— start DATA ROWS —

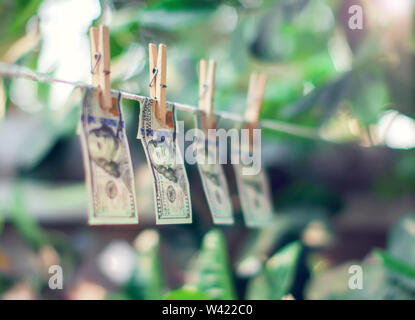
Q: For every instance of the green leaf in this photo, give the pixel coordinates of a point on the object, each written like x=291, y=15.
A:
x=146, y=281
x=185, y=294
x=401, y=240
x=211, y=272
x=396, y=265
x=277, y=277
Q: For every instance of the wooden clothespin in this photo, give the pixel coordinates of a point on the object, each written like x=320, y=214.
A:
x=100, y=64
x=158, y=73
x=256, y=91
x=207, y=89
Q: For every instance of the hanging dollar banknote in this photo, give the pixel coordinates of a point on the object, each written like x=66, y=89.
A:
x=253, y=191
x=211, y=172
x=107, y=162
x=171, y=186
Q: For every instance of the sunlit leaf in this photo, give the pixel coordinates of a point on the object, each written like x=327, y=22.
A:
x=277, y=277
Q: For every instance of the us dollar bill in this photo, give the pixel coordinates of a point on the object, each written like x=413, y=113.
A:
x=254, y=193
x=107, y=162
x=213, y=178
x=171, y=186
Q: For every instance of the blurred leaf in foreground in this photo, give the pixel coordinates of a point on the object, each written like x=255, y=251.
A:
x=146, y=281
x=185, y=294
x=24, y=222
x=276, y=279
x=211, y=272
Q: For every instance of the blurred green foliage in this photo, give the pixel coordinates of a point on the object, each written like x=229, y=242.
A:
x=298, y=45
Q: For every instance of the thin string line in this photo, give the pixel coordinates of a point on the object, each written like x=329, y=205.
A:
x=12, y=70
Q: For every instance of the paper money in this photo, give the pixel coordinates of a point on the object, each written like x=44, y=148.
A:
x=107, y=162
x=211, y=172
x=171, y=186
x=254, y=195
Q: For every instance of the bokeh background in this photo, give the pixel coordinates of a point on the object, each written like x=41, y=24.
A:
x=343, y=195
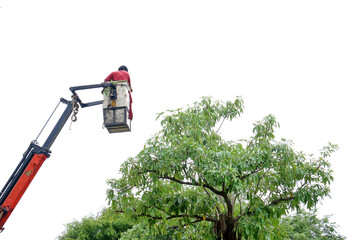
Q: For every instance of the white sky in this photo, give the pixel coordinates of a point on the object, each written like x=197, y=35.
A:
x=298, y=60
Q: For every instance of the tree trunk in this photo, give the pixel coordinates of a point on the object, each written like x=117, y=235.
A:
x=227, y=228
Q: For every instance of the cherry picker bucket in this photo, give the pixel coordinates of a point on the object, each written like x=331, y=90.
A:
x=116, y=107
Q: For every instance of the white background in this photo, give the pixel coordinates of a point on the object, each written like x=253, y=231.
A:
x=298, y=60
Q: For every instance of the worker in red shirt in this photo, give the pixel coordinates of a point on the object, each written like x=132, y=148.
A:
x=122, y=74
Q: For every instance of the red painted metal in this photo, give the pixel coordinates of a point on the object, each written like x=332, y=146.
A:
x=20, y=187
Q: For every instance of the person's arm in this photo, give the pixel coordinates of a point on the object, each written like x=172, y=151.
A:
x=109, y=78
x=129, y=83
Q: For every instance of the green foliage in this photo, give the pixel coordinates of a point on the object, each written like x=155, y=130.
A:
x=306, y=225
x=189, y=179
x=105, y=226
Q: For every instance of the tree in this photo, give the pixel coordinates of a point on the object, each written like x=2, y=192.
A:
x=306, y=225
x=189, y=179
x=104, y=226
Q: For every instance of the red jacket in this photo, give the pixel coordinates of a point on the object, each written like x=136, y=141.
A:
x=119, y=75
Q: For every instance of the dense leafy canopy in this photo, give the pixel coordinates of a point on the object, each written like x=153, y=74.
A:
x=189, y=179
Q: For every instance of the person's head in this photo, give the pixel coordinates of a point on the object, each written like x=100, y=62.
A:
x=123, y=68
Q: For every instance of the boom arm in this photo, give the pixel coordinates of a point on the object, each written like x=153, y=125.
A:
x=35, y=156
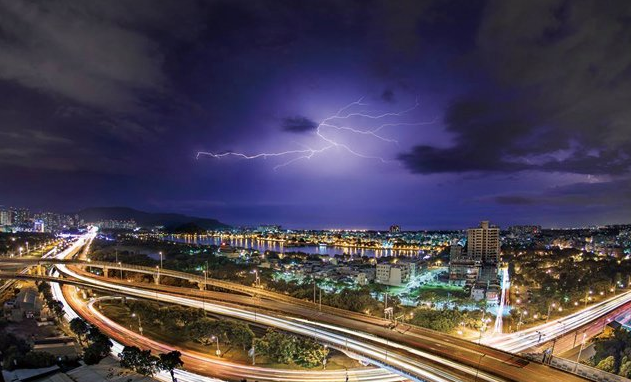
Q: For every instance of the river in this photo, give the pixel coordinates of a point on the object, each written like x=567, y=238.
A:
x=264, y=245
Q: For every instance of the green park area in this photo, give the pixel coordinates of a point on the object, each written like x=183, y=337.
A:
x=190, y=329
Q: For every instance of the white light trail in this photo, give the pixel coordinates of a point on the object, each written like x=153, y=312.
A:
x=332, y=122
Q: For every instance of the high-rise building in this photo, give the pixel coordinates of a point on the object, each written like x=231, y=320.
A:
x=20, y=216
x=483, y=243
x=5, y=217
x=394, y=229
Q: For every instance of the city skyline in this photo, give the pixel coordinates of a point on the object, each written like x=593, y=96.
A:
x=428, y=115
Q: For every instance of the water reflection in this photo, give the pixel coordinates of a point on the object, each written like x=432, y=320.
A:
x=265, y=245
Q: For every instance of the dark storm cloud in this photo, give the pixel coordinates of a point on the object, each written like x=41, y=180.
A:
x=559, y=97
x=585, y=194
x=298, y=124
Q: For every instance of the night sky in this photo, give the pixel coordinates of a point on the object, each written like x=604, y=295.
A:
x=427, y=114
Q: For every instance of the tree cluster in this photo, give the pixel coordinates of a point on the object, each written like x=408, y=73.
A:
x=53, y=305
x=96, y=344
x=17, y=353
x=288, y=349
x=613, y=354
x=143, y=362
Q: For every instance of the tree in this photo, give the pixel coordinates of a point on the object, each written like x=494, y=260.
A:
x=57, y=307
x=80, y=328
x=202, y=331
x=277, y=346
x=241, y=334
x=100, y=346
x=608, y=364
x=170, y=361
x=309, y=353
x=140, y=361
x=625, y=367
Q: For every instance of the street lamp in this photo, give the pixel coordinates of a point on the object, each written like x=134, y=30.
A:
x=217, y=352
x=521, y=316
x=553, y=305
x=578, y=359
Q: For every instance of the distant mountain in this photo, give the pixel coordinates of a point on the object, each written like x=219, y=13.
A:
x=147, y=219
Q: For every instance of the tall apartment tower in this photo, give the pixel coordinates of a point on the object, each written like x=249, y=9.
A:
x=483, y=243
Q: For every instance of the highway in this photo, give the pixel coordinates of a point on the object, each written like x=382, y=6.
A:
x=415, y=353
x=200, y=362
x=536, y=336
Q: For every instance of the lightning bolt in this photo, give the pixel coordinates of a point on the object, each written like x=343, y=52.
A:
x=330, y=143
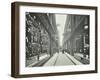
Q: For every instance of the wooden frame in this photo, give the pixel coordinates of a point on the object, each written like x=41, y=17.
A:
x=15, y=38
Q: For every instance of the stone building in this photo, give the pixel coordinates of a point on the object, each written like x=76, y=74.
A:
x=41, y=34
x=76, y=34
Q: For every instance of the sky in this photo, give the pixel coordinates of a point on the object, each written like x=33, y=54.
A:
x=60, y=21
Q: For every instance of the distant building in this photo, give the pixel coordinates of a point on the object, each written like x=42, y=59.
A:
x=41, y=34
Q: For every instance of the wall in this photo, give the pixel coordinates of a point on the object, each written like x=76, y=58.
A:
x=5, y=40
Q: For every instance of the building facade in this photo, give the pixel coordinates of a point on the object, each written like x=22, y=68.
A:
x=41, y=34
x=76, y=34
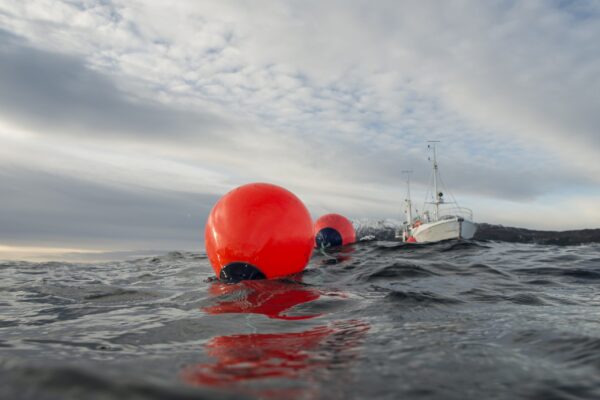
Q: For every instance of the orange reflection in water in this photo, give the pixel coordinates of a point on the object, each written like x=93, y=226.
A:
x=278, y=355
x=267, y=297
x=287, y=355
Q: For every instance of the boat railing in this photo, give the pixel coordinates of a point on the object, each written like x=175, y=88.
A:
x=464, y=212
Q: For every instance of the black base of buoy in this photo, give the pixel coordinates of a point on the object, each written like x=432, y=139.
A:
x=235, y=272
x=328, y=237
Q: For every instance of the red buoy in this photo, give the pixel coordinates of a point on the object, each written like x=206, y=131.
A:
x=258, y=231
x=334, y=230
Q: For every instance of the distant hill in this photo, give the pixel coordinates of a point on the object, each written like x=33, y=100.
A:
x=521, y=235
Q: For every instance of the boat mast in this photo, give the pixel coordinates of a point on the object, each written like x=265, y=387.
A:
x=438, y=200
x=408, y=201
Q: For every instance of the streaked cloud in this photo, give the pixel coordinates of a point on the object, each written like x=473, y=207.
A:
x=330, y=99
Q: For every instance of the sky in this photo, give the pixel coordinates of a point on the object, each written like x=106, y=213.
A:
x=123, y=122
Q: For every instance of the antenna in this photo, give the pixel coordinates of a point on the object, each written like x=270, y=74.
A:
x=438, y=199
x=408, y=200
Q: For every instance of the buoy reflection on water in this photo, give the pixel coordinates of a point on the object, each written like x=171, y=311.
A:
x=259, y=358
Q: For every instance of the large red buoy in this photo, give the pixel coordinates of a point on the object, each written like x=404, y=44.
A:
x=258, y=231
x=334, y=230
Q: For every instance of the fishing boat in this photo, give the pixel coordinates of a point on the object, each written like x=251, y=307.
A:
x=440, y=219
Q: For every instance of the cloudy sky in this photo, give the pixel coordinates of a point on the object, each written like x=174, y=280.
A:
x=122, y=122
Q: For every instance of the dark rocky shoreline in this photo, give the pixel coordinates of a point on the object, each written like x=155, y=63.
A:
x=521, y=235
x=386, y=231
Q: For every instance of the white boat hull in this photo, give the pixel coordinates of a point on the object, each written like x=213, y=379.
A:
x=455, y=228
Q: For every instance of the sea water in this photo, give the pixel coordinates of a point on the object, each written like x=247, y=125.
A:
x=377, y=319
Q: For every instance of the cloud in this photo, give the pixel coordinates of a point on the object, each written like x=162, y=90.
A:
x=55, y=210
x=57, y=94
x=332, y=100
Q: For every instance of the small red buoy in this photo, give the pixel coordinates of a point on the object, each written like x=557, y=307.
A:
x=334, y=230
x=258, y=231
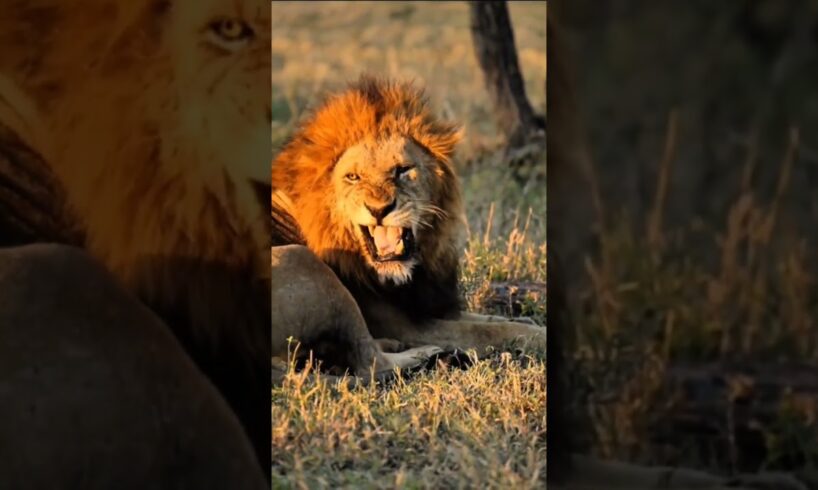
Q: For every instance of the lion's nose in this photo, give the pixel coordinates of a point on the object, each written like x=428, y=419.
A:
x=378, y=212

— end DATA ROWS —

Rewrite the part of the entries that opens with the line containing "Q: For every instance of the dark storm" and closes with the line containing "x=143, y=362", changing "tree cluster" to "group of trees" and leaving everything else as it is. Return only those lines.

Q: For every instance of the dark storm cloud in this photo, give the pixel coordinates of a point on the object, each written like x=41, y=180.
A:
x=559, y=97
x=585, y=194
x=298, y=124
Q: For every instance of the night sky in this photo, give the pixel coordinates of a point on the object, each written like x=604, y=295.
A:
x=427, y=114
Q: For every instance of the group of trees in this photo, give the pixel coordinates of a point on the object, each written like x=408, y=73.
A:
x=53, y=305
x=96, y=344
x=17, y=353
x=288, y=349
x=613, y=354
x=143, y=362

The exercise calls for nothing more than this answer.